───── RECORDS FOR THIS EXERCISE ─────
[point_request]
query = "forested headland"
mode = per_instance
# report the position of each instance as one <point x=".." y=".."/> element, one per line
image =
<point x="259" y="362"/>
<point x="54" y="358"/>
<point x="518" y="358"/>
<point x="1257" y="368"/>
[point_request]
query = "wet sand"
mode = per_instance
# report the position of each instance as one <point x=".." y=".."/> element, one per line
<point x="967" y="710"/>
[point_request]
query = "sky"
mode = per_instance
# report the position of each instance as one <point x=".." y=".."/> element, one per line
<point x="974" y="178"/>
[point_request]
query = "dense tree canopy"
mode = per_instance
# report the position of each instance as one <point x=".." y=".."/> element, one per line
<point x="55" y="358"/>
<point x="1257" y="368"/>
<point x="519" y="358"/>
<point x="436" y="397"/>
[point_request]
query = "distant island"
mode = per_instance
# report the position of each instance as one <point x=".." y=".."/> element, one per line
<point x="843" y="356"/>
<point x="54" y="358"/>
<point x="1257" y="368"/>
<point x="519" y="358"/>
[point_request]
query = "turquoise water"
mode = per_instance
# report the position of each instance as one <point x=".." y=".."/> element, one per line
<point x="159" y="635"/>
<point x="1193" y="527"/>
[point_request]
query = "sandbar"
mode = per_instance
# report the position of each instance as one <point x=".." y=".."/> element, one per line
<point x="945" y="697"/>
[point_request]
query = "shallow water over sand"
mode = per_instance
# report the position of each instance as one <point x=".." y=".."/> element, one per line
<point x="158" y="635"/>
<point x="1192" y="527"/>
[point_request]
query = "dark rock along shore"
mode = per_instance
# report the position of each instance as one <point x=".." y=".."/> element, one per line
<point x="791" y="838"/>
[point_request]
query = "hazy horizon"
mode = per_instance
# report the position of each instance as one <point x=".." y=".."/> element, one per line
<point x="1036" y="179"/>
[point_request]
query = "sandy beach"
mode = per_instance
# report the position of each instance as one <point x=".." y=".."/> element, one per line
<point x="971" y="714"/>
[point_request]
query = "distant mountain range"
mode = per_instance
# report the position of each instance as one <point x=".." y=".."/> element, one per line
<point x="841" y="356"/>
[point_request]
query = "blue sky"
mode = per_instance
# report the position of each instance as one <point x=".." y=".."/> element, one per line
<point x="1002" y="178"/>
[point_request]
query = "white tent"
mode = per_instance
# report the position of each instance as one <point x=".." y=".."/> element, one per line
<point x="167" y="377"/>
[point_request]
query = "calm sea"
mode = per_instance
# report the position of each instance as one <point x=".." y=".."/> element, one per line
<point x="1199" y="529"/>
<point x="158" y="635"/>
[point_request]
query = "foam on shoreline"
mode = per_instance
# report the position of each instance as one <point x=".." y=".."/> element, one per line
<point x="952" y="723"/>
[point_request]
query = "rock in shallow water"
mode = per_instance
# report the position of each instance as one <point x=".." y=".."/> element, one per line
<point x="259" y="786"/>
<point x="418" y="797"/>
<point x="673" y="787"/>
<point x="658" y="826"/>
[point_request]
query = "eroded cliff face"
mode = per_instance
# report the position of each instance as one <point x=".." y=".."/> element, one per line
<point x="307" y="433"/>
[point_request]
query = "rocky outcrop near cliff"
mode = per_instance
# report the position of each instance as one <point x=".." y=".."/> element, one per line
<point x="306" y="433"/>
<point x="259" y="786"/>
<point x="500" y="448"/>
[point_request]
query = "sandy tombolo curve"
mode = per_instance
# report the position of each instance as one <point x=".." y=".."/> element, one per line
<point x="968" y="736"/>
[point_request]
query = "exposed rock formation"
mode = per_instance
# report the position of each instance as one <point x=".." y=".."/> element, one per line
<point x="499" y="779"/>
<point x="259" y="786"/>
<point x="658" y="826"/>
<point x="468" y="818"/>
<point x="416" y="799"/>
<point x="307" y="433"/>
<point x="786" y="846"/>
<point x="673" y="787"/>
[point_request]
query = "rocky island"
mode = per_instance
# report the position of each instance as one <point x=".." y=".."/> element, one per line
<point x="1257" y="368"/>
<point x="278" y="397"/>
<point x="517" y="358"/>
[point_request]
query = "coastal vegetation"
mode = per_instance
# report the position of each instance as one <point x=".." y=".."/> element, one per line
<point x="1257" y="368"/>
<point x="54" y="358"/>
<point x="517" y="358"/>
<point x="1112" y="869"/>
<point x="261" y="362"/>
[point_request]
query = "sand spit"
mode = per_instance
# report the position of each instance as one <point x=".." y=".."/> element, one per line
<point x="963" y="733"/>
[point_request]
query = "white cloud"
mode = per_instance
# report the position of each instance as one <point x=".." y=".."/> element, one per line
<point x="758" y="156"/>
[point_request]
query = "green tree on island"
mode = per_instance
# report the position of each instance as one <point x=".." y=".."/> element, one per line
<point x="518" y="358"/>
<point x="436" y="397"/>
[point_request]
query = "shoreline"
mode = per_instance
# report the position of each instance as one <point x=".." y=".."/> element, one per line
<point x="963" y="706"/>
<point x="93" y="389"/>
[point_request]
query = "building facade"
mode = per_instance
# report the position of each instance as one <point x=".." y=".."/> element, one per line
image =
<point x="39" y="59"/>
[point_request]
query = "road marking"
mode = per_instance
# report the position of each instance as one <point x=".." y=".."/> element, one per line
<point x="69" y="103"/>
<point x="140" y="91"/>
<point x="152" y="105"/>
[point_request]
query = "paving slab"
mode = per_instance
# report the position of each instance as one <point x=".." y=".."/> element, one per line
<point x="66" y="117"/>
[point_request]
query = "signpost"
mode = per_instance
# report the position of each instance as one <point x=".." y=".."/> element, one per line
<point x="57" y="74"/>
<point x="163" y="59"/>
─────
What you return must match the records exactly, down to the last line.

[point_request]
query = "forested headland"
mode = per_instance
# report the position of each instance as one <point x=".." y=".."/> element, one per line
image =
<point x="259" y="362"/>
<point x="54" y="358"/>
<point x="518" y="358"/>
<point x="1257" y="368"/>
[point_request]
query = "wet sand"
mode = per_instance
# report the position of each instance as one <point x=".." y=".."/> element, one per line
<point x="967" y="710"/>
[point_request]
query = "sky"
mode = per_instance
# report the position of each instance as one <point x=".." y=".."/> element, one per line
<point x="974" y="178"/>
[point_request]
query = "dense tree canopy"
mode = per_instance
# report the position of each instance as one <point x=".." y=".."/> element, one per line
<point x="55" y="358"/>
<point x="1257" y="368"/>
<point x="519" y="358"/>
<point x="436" y="397"/>
[point_request]
query = "distant island"
mode = per_instance
# report the position of each instance as one <point x=".." y=".."/> element, one per line
<point x="843" y="356"/>
<point x="54" y="358"/>
<point x="1257" y="368"/>
<point x="519" y="358"/>
[point_request]
query = "turquoise water"
mode = per_instance
# report the position of each instance as one <point x=".." y=".."/> element, one per line
<point x="159" y="635"/>
<point x="1193" y="527"/>
[point_request]
query = "sandbar"
mode = per_instance
# report the position of each instance as one <point x=".." y=".."/> element, one per line
<point x="945" y="697"/>
[point_request]
query = "shallow water over sand"
mode = per_instance
# report the position of each instance as one <point x=".." y=".."/> element, one per line
<point x="158" y="635"/>
<point x="1192" y="527"/>
[point_request]
query = "dark rock along shore"
mode = per_instance
# report the position of each instance as one <point x=".." y=".."/> element, one per line
<point x="791" y="838"/>
[point_request]
query = "hazy horizon"
mode = per_instance
# report the position of each instance as one <point x=".." y=".."/> element, one per line
<point x="1036" y="179"/>
[point_request]
query = "sandy beach"
mode = per_instance
# report the position of each instance as one <point x=".." y=".."/> element, one per line
<point x="971" y="714"/>
[point_request]
query = "distant mountain range"
mode = per_instance
# report the position of each instance as one <point x=".." y=".."/> element, one per line
<point x="841" y="356"/>
[point_request]
query = "blue sky"
mode = per_instance
# report the position of each instance as one <point x=".." y=".."/> element, one per line
<point x="1002" y="178"/>
[point_request]
query = "white tent"
mode = per_instance
# report the position of each instance as one <point x=".." y=".."/> element, one per line
<point x="167" y="377"/>
[point_request]
query = "calm sea"
mode = per_instance
# report the position of each instance as one <point x=".." y=".."/> element, one per line
<point x="1199" y="529"/>
<point x="158" y="635"/>
[point_request]
query = "foam on shoreline"
mode = per_instance
# report the position of each instance as one <point x=".." y=".."/> element, one per line
<point x="952" y="723"/>
[point_request]
query = "rock in shallow water"
mode = per_instance
# report the position of each instance as one <point x=".." y=".."/> element, one per line
<point x="259" y="786"/>
<point x="418" y="797"/>
<point x="673" y="787"/>
<point x="658" y="826"/>
[point_request]
query = "eroded cliff face"
mode = per_instance
# report the position of each instance as one <point x=".." y=".."/> element, one per line
<point x="307" y="433"/>
[point_request]
query = "rocky outcrop near cliff"
mode = per_instance
# report the position of each instance as one <point x=".." y=".."/> element, one per line
<point x="306" y="433"/>
<point x="259" y="786"/>
<point x="500" y="448"/>
[point_request]
query = "sandy tombolo curve"
mode = per_instance
# report the position of each instance as one <point x=".." y=".."/> element, one per line
<point x="968" y="736"/>
[point_request]
query = "exposed rock formation"
mode = per_instance
# report the position of each instance as one <point x=".." y=".."/> element, one per line
<point x="499" y="779"/>
<point x="259" y="786"/>
<point x="658" y="826"/>
<point x="468" y="818"/>
<point x="416" y="799"/>
<point x="307" y="433"/>
<point x="786" y="846"/>
<point x="673" y="787"/>
[point_request]
query = "rocky island"
mode = per_instance
# report the position of each instance as one <point x=".." y=".."/> element, one per line
<point x="1257" y="368"/>
<point x="278" y="397"/>
<point x="517" y="358"/>
[point_request]
query = "coastal vegetation"
mode = per_instance
# report the position of each instance as one <point x=".." y=".."/> element, one per line
<point x="1257" y="368"/>
<point x="54" y="358"/>
<point x="517" y="358"/>
<point x="1112" y="869"/>
<point x="261" y="362"/>
[point_request]
query = "sand spit"
mode = per_instance
# report the position of each instance as one <point x=".." y=".."/> element, one per line
<point x="963" y="733"/>
[point_request]
query = "white cloud"
mode = per_instance
# report the position of each instance as one <point x=".." y=".."/> element, one per line
<point x="758" y="156"/>
[point_request]
query = "green tree on island"
mode = per_instance
# report the position of each instance as one <point x=".." y=".."/> element, one per line
<point x="518" y="358"/>
<point x="436" y="397"/>
[point_request]
query = "shoreline"
mode = per_instance
# report the position of each instance as one <point x=".." y=".."/> element, one per line
<point x="963" y="706"/>
<point x="93" y="389"/>
[point_request]
query = "building facade"
mode = per_instance
# report the position of each instance as one <point x=".." y=".."/> element, one per line
image =
<point x="39" y="59"/>
[point_request]
query = "road marking"
mode = per_instance
# report the position of each instance as one <point x=".." y=".."/> element, one per line
<point x="69" y="103"/>
<point x="140" y="91"/>
<point x="152" y="105"/>
[point_request]
query = "paving slab"
mode = per_instance
# report the position of each instance as one <point x=".." y=".."/> element, one per line
<point x="66" y="117"/>
[point_request]
query = "signpost"
mode = per_instance
# report the position of each instance as one <point x=".." y=".."/> element, one per line
<point x="57" y="74"/>
<point x="163" y="59"/>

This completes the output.